====== Supplied data ======
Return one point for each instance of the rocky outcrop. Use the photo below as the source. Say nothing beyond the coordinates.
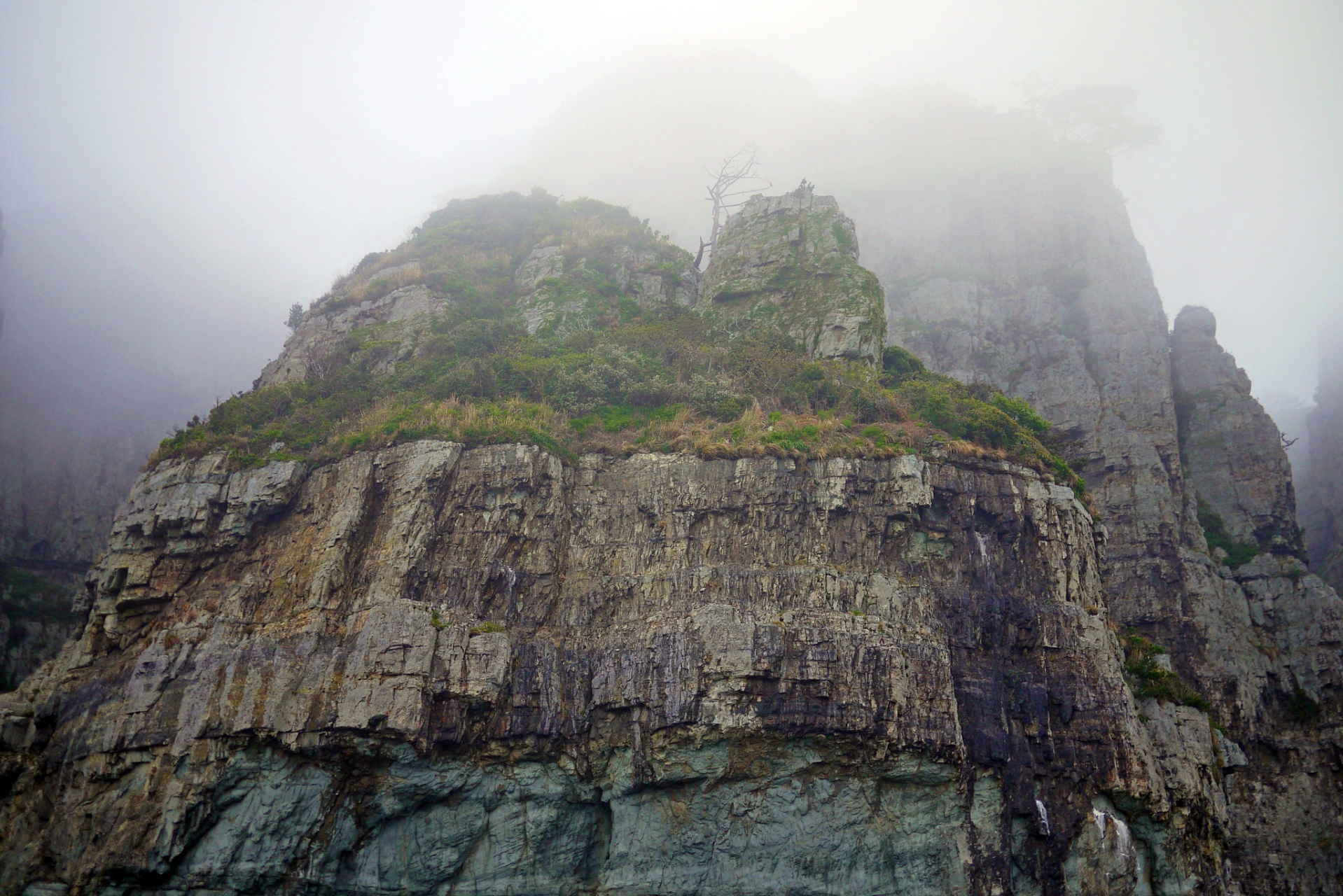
(1230, 449)
(559, 285)
(1322, 504)
(793, 262)
(62, 475)
(430, 669)
(1036, 285)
======
Copy every one of the records above word for word, leaving out the pictures.

Return one point for each instance of the rocky outcrop. Use the photo below as the source. Say nothing beyond the coordinates.
(1230, 449)
(559, 285)
(1322, 504)
(793, 262)
(62, 475)
(430, 669)
(1036, 285)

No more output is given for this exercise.